| What needs to be done |
Copy exactly, and only, the lines from the line containing "Every instance of the green leafy" through the last line of the records below, both included.

| Data for this task |
▼▼▼
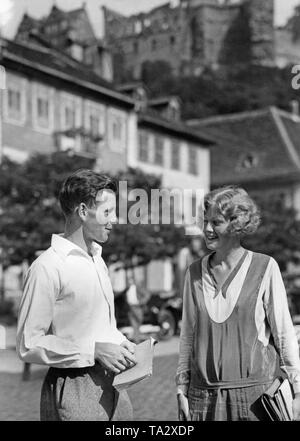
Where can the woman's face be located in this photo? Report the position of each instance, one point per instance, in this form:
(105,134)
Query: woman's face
(215,230)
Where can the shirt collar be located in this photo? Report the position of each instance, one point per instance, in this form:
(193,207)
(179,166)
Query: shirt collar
(64,247)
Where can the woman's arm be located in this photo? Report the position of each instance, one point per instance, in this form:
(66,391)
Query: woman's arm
(186,337)
(282,330)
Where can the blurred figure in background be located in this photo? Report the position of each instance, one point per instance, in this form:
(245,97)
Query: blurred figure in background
(136,297)
(194,250)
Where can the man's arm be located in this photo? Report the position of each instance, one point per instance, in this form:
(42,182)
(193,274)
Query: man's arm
(34,344)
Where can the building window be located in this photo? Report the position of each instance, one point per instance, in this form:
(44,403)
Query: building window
(192,167)
(143,147)
(159,151)
(136,47)
(172,40)
(15,100)
(175,159)
(43,108)
(70,112)
(137,27)
(77,52)
(94,125)
(69,118)
(94,119)
(249,161)
(117,130)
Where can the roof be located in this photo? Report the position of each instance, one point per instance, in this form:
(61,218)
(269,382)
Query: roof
(253,147)
(155,121)
(163,100)
(51,62)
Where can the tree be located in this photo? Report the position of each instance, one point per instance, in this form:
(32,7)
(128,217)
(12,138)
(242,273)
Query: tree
(279,232)
(30,211)
(228,90)
(145,241)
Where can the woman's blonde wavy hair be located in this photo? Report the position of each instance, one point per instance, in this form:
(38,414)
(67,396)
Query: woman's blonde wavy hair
(236,206)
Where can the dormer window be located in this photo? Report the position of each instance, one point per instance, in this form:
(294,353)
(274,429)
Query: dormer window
(137,27)
(249,161)
(77,52)
(174,110)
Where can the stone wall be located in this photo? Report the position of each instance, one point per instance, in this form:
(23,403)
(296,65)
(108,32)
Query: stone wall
(203,33)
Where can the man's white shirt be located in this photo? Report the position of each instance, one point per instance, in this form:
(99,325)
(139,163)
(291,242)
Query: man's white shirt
(66,307)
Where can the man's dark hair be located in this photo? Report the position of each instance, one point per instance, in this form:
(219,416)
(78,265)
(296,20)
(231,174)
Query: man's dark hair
(83,186)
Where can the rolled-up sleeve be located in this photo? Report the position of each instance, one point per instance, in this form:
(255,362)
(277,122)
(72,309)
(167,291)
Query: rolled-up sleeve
(186,336)
(282,329)
(35,342)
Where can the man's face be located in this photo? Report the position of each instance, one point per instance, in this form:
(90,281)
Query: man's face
(100,218)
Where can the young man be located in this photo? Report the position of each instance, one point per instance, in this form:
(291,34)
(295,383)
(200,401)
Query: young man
(66,317)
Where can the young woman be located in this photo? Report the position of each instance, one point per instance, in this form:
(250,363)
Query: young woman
(235,320)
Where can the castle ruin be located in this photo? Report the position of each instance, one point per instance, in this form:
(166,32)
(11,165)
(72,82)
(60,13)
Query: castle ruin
(193,35)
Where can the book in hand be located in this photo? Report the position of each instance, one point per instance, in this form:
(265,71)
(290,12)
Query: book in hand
(277,400)
(143,368)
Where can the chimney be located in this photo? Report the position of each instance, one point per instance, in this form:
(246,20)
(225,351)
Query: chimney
(295,110)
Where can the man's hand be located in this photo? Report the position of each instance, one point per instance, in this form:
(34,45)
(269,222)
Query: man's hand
(183,407)
(130,346)
(115,358)
(296,407)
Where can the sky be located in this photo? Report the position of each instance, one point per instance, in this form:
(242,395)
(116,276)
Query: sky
(39,8)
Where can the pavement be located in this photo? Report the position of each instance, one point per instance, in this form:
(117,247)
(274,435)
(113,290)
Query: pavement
(153,399)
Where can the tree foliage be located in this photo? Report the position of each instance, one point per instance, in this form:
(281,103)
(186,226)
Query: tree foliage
(279,232)
(224,91)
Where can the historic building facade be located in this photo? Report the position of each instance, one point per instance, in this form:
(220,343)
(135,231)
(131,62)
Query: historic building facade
(193,35)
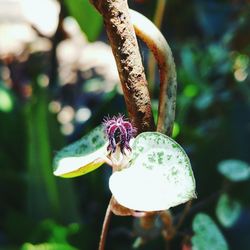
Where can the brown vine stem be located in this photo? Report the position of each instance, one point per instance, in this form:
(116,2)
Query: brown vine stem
(105,227)
(125,48)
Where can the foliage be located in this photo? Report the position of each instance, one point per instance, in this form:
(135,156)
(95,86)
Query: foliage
(46,104)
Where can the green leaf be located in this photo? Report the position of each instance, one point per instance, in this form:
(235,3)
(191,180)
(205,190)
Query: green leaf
(159,175)
(87,17)
(227,210)
(234,170)
(47,246)
(83,156)
(207,234)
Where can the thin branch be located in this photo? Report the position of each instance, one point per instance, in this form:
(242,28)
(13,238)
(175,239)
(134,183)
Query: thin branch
(105,227)
(154,39)
(128,60)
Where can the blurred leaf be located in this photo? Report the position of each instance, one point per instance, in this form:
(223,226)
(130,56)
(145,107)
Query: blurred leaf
(234,170)
(47,246)
(176,130)
(207,234)
(82,156)
(41,182)
(6,99)
(87,17)
(227,210)
(159,176)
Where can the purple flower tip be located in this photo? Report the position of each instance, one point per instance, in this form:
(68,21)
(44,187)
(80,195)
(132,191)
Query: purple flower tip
(119,131)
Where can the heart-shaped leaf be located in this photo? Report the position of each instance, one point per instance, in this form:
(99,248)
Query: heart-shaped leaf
(207,234)
(234,170)
(83,156)
(228,210)
(159,175)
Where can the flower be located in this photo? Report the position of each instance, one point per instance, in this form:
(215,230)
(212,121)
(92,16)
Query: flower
(119,132)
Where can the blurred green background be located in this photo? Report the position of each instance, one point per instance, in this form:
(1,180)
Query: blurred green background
(58,80)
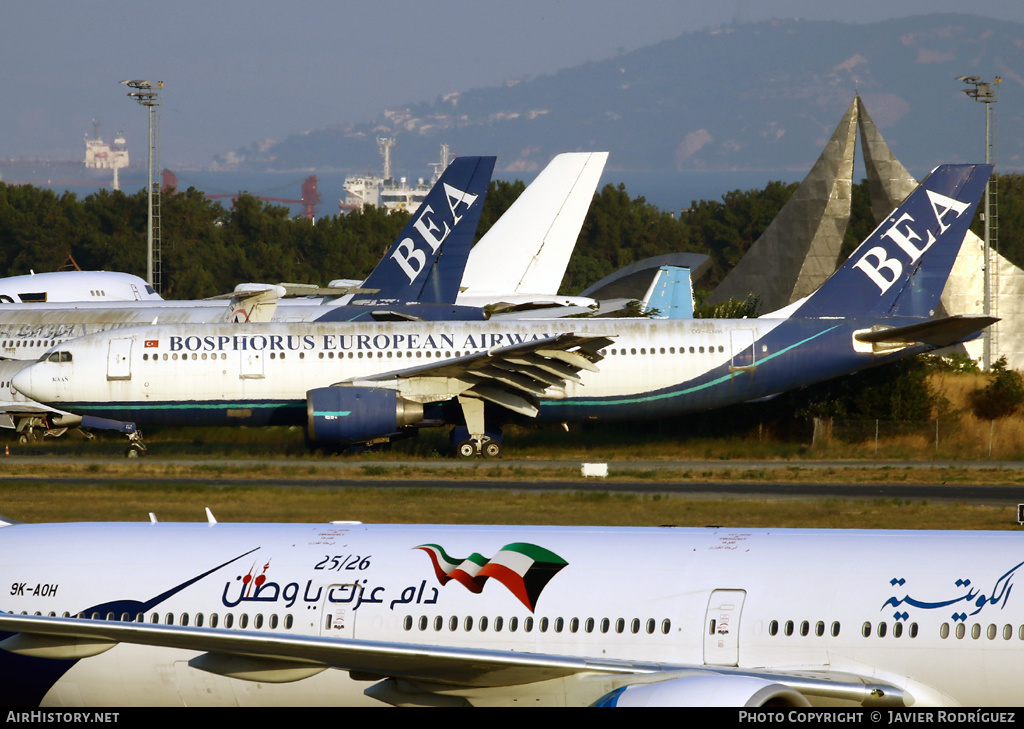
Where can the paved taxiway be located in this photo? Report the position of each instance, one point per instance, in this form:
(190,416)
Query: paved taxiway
(352,473)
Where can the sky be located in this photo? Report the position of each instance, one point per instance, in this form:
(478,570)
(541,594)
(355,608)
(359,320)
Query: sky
(238,72)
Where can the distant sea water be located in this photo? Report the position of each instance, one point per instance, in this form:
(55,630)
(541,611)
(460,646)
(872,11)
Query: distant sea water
(671,191)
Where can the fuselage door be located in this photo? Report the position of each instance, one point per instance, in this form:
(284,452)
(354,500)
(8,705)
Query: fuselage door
(337,610)
(741,341)
(252,363)
(119,359)
(722,627)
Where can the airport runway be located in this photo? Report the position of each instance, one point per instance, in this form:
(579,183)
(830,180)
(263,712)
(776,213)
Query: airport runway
(351,473)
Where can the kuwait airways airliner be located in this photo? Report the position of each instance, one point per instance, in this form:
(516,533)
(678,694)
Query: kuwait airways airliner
(342,613)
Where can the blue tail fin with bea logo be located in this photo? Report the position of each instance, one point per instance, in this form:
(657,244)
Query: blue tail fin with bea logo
(901,268)
(426,262)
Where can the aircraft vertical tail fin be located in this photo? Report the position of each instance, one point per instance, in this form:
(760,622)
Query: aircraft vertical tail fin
(527,248)
(902,266)
(671,293)
(426,262)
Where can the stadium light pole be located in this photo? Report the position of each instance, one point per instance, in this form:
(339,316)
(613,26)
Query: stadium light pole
(983,92)
(145,96)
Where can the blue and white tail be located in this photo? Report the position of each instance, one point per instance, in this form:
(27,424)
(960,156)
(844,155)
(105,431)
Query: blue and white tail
(427,260)
(901,268)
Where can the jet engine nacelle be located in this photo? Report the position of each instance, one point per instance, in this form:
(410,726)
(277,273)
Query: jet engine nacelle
(706,690)
(357,415)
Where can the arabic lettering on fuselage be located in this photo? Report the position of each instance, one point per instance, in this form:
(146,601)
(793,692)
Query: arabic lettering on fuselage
(349,342)
(254,587)
(998,594)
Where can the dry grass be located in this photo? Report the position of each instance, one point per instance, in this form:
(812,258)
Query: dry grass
(32,503)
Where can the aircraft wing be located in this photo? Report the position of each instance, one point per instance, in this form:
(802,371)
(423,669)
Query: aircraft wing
(276,657)
(513,376)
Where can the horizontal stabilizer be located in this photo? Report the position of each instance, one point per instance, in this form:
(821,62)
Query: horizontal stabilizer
(938,333)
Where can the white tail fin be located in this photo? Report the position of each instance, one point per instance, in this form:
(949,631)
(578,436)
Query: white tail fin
(527,249)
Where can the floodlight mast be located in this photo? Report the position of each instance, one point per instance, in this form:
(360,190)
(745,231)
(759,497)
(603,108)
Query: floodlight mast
(983,92)
(145,96)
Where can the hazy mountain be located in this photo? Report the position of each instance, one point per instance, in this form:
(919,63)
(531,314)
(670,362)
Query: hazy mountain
(753,96)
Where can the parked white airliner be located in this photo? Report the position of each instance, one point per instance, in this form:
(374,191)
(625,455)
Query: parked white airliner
(364,383)
(116,614)
(62,287)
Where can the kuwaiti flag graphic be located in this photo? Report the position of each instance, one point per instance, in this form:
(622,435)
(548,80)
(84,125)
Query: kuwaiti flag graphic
(523,568)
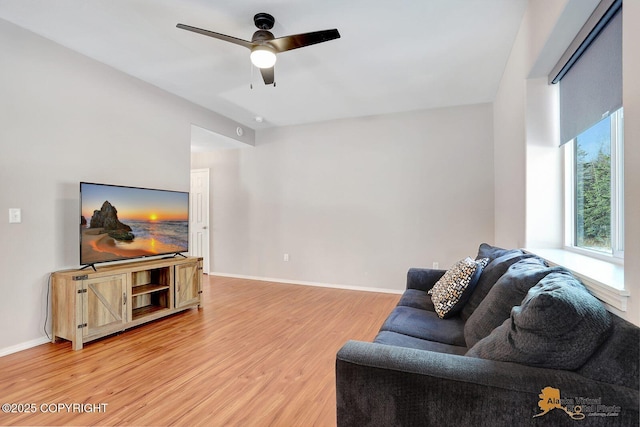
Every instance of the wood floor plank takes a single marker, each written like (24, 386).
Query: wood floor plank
(256, 354)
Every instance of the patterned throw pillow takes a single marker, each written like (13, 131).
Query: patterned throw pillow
(452, 291)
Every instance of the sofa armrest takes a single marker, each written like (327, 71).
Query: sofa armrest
(380, 385)
(423, 279)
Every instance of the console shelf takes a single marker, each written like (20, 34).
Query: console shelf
(147, 289)
(87, 305)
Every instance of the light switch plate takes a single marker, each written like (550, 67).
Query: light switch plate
(15, 215)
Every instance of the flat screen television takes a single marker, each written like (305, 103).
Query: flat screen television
(119, 223)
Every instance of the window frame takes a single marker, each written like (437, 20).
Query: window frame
(617, 195)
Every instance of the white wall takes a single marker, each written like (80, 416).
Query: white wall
(526, 160)
(355, 202)
(65, 118)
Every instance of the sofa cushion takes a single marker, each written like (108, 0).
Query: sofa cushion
(425, 325)
(452, 291)
(417, 299)
(558, 325)
(394, 338)
(508, 291)
(490, 275)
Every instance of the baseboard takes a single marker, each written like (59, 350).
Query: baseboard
(305, 283)
(23, 346)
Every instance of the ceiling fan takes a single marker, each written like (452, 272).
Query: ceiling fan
(264, 45)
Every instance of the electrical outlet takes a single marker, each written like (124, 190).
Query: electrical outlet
(15, 216)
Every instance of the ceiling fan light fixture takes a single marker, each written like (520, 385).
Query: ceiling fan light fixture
(263, 57)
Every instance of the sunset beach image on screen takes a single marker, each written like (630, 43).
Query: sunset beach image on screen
(118, 222)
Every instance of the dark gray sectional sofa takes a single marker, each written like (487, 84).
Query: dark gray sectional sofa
(530, 346)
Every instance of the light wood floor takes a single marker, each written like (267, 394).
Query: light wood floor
(256, 354)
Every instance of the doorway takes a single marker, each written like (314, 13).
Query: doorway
(199, 217)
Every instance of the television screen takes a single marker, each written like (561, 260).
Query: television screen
(118, 223)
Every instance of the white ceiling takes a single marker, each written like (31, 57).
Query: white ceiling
(393, 56)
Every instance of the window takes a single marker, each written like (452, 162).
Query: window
(591, 123)
(594, 188)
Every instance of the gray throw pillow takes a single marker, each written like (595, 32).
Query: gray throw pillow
(558, 325)
(508, 291)
(490, 275)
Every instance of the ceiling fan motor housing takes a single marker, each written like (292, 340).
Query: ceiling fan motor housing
(264, 21)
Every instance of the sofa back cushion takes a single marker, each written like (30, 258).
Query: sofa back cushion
(559, 325)
(616, 360)
(490, 275)
(508, 291)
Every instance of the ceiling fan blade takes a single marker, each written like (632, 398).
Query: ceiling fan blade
(219, 36)
(282, 44)
(267, 75)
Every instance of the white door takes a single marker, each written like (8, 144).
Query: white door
(199, 216)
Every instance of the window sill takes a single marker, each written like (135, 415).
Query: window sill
(604, 279)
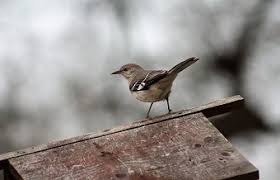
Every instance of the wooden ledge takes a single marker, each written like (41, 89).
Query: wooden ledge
(210, 109)
(181, 145)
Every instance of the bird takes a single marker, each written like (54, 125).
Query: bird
(152, 85)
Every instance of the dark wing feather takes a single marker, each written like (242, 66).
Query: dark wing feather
(145, 81)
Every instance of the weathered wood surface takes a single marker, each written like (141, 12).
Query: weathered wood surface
(211, 109)
(188, 147)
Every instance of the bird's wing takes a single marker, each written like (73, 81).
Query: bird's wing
(144, 81)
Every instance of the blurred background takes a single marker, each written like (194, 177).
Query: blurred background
(56, 58)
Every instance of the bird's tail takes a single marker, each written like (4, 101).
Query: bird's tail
(182, 65)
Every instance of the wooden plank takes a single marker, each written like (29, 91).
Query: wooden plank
(210, 109)
(188, 147)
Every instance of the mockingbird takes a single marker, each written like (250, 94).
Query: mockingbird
(152, 85)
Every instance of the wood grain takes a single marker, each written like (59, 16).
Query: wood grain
(188, 147)
(210, 109)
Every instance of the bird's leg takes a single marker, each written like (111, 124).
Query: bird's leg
(149, 110)
(167, 101)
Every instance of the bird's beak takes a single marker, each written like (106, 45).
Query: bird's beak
(117, 72)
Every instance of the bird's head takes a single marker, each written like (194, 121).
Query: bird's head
(129, 70)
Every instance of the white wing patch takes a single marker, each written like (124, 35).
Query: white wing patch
(143, 83)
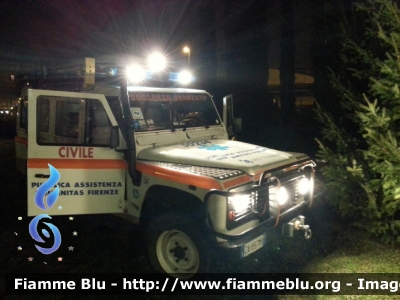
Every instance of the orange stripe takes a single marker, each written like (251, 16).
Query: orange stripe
(177, 176)
(60, 163)
(21, 140)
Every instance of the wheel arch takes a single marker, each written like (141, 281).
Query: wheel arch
(161, 200)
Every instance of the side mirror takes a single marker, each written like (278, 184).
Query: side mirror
(114, 137)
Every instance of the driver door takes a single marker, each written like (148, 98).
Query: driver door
(69, 134)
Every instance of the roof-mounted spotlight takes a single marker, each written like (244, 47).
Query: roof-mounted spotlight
(185, 77)
(135, 73)
(156, 62)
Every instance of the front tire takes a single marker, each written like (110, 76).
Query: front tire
(177, 248)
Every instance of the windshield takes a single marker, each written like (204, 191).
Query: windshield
(157, 111)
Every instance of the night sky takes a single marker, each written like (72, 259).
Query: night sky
(45, 29)
(233, 42)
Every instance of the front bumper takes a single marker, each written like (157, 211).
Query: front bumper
(265, 214)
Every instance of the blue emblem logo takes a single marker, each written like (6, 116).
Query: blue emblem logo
(45, 203)
(213, 147)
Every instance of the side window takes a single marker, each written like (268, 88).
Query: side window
(23, 121)
(43, 108)
(98, 125)
(72, 121)
(67, 120)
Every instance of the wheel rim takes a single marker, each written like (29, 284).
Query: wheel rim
(177, 253)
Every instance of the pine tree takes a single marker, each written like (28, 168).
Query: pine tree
(363, 171)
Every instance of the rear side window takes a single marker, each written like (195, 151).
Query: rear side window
(72, 121)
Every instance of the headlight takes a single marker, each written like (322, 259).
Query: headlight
(240, 206)
(239, 203)
(282, 195)
(305, 185)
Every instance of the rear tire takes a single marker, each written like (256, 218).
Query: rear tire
(177, 247)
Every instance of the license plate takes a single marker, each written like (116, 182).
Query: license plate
(253, 245)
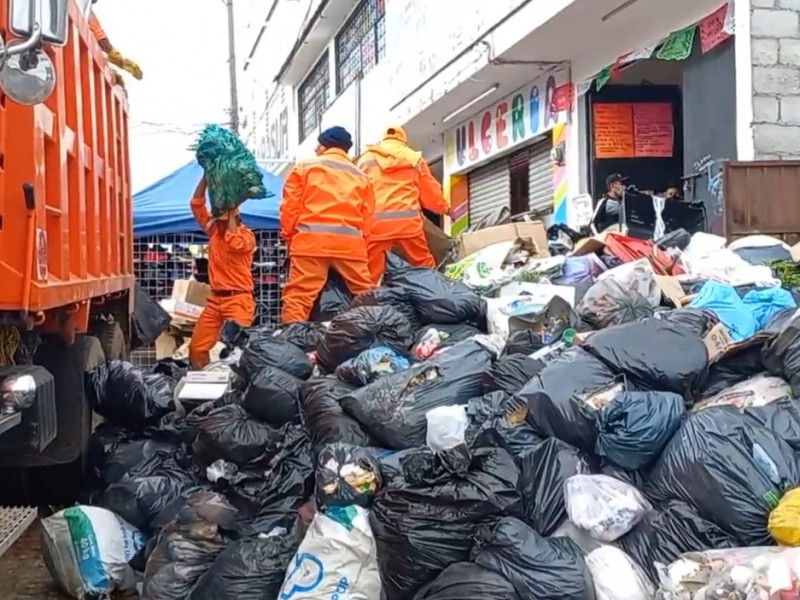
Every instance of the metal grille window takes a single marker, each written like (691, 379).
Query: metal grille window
(313, 97)
(361, 44)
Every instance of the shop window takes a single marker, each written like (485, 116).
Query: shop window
(361, 44)
(520, 183)
(313, 96)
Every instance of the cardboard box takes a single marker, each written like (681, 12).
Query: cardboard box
(190, 291)
(718, 341)
(534, 231)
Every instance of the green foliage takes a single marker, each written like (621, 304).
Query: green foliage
(231, 170)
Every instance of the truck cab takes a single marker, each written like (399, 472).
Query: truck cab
(66, 242)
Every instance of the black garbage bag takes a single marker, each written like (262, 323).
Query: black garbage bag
(113, 452)
(437, 299)
(511, 373)
(360, 329)
(781, 356)
(394, 297)
(250, 568)
(734, 367)
(324, 416)
(334, 300)
(435, 338)
(187, 547)
(273, 396)
(731, 470)
(634, 427)
(654, 355)
(141, 495)
(497, 419)
(667, 532)
(544, 468)
(694, 321)
(544, 569)
(346, 475)
(393, 408)
(228, 433)
(424, 519)
(608, 303)
(557, 397)
(263, 350)
(371, 365)
(468, 581)
(266, 496)
(149, 319)
(126, 396)
(306, 335)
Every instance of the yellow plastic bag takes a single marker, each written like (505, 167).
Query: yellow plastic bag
(784, 520)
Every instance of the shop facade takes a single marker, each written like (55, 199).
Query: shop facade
(501, 156)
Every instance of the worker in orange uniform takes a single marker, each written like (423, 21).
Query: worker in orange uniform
(326, 217)
(403, 185)
(231, 246)
(114, 56)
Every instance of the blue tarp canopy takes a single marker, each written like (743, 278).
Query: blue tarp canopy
(163, 207)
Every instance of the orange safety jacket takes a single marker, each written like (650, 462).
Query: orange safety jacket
(403, 185)
(327, 207)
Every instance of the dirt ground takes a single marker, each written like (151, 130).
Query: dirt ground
(24, 575)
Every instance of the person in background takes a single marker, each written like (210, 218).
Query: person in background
(607, 211)
(404, 185)
(326, 218)
(114, 56)
(231, 246)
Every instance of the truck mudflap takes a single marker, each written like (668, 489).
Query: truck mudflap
(14, 521)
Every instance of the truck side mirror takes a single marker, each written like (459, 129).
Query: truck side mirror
(44, 18)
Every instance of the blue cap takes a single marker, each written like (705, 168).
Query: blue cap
(336, 137)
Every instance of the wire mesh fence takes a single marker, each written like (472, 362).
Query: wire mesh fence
(161, 260)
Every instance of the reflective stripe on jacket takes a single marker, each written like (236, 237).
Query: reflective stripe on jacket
(327, 207)
(403, 185)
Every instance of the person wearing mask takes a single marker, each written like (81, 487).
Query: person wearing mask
(114, 56)
(326, 218)
(404, 185)
(607, 211)
(231, 246)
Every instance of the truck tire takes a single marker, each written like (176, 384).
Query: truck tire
(55, 475)
(112, 339)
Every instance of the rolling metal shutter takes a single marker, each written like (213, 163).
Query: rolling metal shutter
(489, 190)
(540, 175)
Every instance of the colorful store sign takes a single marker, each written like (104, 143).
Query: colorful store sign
(527, 113)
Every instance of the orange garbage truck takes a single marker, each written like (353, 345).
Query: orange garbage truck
(66, 244)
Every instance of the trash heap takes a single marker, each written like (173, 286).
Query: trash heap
(620, 423)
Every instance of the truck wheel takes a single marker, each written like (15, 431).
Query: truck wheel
(55, 475)
(112, 339)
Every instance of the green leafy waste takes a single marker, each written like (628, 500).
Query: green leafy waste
(232, 173)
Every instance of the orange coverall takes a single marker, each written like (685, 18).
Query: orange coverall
(230, 262)
(403, 185)
(326, 215)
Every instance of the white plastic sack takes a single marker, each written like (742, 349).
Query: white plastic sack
(604, 507)
(87, 550)
(761, 390)
(447, 427)
(617, 577)
(639, 276)
(337, 559)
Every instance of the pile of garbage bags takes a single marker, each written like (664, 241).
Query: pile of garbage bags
(620, 424)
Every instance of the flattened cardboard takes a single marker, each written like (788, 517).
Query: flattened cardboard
(473, 241)
(718, 341)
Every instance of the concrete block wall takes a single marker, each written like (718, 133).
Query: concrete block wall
(775, 45)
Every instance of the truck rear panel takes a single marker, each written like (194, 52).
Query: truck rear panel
(76, 245)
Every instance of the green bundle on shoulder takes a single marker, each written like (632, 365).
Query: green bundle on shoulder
(232, 173)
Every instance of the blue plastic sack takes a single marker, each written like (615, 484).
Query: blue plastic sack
▲▲▲
| Exercise solution |
Every instance of the green leafy waste takes a single marker, each written like (628, 500).
Query: green leafy waste
(232, 173)
Every instance of the orange coverall takes a single marker, each written like (685, 18).
Query: orange coverall
(230, 262)
(403, 185)
(326, 215)
Every instance of the white plastic sack takes a single marker, each written like (742, 349).
Query: white plastic sack
(604, 507)
(87, 550)
(761, 390)
(447, 427)
(617, 577)
(639, 276)
(337, 559)
Every instance of the pile of garbage bags takes a single marker, each written like (664, 241).
Query: pile of garbage bags
(620, 424)
Every instance of the flattened cardboard takes a single marker, each written like (788, 517).
Query: flattened cardboard
(473, 241)
(718, 341)
Every instance of the concrete block wall takes a single marker, each written like (718, 133).
Query: concrete block wall
(775, 45)
Every instance of the truck rear panel takes a single marker, each written like (194, 52).
Query: truck rear panel
(76, 245)
Every instance of the green bundle on shoulder takes a single marker, each written like (632, 365).
Query: green bundle on shoulder
(232, 173)
Every instance of the blue plastic sack takes a single marker, each written like (615, 484).
Query: blue plastic sack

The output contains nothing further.